--- BEGIN Text segment ---

Parents have always been subjected to advice from many quarters, from their in-laws and other relatives, from friends, in modern times from the media as well, and in the past few decades from governments using professionals to prescribe a variety of “desirable” parenting behaviours. Inevitably this advice has influenced parenting and has thus contributed to forming the next generation.
Recently two writers have questioned the pressures that parents put on their children in response to the new ethos of parents attempting to guide every aspect of their children’s lives, and asked whether or not these are beneficial.
The precious gift of parental neglect Carol Sarler described this precious gift in an article in The Times. She cited a study by University College London which concluded that children who are let out to play unsupervised will grow up to be healthier because such children are more active and less likely to become obese; such children will also become more socially competent because they learn independence and self-reliance.. She questioned the value of the government document “Children’s Plan’, which prescribes a variety of ways of increasing adult involvement in children’s lives, with more support services, high quality cultural activities and supervised adventure playgrounds, among a host of other proposals for intervening in children’s lives.

--- END Text segment ---
--- BEGIN Stored records ---

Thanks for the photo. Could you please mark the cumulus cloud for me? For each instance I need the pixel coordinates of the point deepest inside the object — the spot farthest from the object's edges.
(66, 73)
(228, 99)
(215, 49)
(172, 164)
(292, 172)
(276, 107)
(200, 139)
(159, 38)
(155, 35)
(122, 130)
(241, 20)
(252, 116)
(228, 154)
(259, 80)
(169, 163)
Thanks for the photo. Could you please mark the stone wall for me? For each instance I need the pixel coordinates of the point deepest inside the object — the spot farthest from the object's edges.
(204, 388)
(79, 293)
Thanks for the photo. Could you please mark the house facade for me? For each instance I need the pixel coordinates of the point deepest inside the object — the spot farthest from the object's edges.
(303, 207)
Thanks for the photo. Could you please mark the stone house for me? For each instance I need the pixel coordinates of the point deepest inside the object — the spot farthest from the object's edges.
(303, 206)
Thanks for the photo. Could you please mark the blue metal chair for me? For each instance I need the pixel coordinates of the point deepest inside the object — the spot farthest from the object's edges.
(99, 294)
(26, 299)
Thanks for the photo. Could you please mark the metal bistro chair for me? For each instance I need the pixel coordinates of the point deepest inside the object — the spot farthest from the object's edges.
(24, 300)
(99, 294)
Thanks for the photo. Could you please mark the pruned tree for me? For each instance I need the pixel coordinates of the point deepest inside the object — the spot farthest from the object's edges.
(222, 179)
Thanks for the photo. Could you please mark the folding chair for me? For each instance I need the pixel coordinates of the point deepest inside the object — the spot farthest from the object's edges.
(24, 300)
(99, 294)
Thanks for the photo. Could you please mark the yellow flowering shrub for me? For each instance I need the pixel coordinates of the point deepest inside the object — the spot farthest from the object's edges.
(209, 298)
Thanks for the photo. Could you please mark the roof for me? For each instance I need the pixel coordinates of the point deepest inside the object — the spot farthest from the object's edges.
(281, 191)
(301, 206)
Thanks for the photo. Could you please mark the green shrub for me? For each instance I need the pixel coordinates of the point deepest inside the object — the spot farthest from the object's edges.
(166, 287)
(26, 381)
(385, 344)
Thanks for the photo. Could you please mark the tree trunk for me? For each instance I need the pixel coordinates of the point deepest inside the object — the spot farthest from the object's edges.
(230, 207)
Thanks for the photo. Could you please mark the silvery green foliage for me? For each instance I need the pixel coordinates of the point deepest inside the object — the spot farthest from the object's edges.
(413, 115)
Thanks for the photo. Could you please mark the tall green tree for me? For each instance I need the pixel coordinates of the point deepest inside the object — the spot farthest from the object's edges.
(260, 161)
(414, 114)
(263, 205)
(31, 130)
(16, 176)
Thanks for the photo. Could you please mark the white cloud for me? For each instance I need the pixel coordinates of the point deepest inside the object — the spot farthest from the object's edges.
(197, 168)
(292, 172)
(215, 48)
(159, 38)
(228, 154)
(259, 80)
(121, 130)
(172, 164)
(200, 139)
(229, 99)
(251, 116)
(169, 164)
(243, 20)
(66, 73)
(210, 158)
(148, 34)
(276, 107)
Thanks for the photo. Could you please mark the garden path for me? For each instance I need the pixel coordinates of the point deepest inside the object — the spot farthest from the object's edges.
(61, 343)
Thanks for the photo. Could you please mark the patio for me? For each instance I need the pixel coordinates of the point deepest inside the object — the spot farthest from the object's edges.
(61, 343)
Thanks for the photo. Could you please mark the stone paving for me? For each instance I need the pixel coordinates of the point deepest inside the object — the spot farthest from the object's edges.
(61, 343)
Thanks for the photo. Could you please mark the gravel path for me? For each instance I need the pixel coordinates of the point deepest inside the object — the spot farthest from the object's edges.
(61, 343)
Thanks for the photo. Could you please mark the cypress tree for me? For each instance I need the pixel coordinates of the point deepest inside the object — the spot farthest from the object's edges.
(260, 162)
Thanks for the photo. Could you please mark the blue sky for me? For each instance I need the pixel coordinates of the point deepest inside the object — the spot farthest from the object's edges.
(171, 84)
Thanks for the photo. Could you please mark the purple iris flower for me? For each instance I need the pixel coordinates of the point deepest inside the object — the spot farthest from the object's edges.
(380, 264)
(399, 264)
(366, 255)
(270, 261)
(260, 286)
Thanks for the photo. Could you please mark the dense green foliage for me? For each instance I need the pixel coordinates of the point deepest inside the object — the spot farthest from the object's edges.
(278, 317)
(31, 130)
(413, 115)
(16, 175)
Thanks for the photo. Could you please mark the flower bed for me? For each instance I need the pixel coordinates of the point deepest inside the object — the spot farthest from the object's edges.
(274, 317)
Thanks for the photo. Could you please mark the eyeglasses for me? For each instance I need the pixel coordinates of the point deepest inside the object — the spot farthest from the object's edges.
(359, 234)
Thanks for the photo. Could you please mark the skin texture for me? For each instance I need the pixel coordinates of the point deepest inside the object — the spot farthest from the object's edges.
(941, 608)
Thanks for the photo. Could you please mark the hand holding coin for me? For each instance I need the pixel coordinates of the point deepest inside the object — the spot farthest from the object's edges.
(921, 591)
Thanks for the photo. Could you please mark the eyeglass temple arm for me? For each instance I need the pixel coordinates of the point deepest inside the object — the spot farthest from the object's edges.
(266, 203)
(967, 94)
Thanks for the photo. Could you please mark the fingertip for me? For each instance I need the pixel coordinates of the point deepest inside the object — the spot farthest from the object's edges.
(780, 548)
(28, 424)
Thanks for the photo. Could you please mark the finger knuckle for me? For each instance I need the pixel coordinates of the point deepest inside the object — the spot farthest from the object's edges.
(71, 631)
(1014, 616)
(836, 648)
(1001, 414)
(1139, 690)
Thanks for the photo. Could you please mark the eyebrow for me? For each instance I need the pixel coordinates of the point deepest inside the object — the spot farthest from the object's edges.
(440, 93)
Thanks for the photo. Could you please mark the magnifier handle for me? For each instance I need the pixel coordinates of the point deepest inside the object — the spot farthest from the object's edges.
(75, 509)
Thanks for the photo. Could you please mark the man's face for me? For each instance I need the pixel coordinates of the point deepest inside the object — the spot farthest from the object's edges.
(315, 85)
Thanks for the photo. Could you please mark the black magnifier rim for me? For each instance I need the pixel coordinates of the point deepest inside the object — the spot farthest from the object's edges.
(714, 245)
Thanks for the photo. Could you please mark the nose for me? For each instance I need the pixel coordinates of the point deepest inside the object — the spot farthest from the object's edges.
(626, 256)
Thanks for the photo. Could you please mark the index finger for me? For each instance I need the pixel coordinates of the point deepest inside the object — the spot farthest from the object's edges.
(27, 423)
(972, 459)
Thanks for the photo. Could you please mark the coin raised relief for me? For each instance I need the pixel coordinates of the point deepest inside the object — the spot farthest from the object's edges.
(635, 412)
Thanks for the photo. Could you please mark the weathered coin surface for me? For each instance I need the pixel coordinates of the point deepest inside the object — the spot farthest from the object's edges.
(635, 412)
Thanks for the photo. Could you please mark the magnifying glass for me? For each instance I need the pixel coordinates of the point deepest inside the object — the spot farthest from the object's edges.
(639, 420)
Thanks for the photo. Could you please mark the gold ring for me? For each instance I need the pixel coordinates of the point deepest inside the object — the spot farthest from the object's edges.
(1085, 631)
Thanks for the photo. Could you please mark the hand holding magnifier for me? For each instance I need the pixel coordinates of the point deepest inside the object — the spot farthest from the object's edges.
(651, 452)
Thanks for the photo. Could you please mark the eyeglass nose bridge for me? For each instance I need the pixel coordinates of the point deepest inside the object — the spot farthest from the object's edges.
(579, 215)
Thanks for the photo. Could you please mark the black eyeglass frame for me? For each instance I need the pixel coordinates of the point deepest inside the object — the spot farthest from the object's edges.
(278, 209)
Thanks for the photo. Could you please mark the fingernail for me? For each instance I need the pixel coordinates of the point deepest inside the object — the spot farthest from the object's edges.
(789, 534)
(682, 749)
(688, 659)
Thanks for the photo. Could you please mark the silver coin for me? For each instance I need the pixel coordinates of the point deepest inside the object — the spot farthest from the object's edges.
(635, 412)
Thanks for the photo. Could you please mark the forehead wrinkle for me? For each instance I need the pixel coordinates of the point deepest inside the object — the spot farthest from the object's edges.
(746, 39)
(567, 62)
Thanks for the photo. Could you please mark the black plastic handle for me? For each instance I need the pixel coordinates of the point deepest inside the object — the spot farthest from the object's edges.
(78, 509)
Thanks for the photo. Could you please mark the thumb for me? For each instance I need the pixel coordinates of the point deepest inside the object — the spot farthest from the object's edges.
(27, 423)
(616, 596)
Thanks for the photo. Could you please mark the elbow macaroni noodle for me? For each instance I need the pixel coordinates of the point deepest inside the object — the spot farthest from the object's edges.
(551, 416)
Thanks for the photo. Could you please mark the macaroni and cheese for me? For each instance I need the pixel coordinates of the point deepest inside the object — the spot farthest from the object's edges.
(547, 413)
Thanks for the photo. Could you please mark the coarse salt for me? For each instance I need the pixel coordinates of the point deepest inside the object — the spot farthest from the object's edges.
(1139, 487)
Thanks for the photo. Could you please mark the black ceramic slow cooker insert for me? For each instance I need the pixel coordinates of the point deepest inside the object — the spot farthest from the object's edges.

--- END Stored records ---

* Things to do *
A - Answer these questions from the parenting advice text above:
(i) In which newspaper did Carol Sarler's article appear?
(ii) Which university carried out the study she cited?
(iii) What is the name of the government document she questioned?
B - Using the parenting advice text above, decide whether each statement agrees with it. Answer yes or no, and quote the words that settle it.
(i) The study found that children allowed to play unsupervised are less likely to become obese.
(ii) The Children’s Plan proposes reducing adult involvement in children’s lives.
(iii) Three writers have recently questioned the pressures parents put on their children.
C - Pick up the parenting advice text above where it stops, and continue writing it.

* Answers to the problems *
A -
(i) The Times
(ii) University College London
(iii) Children’s Plan

B -
(i) Yes: "such children are more active and less likely to become obese"
(ii) No: "prescribes a variety of ways of increasing adult involvement in children’s lives"
(iii) No: "Recently two writers have questioned the pressures that parents put on their children"

C -
To those who claim that close parental involvement in controlling children’s behaviours is necessary because of an increase in public risk for the children, Sarler pointed to the reality that there is instead a huge increase in artificially stimulated alarm, boosted by occasional dreadful incidents that are used an excuse to impose yet more adult intrusiveness. (She cites the average chance of abductions and murders by strangers in the UK at six a year, a figure which has hardly changed over the decades.)
The author said she was not suggesting that children should be allowed to run feral, but argued that there is a difference between intervention when needed and interference as a default position.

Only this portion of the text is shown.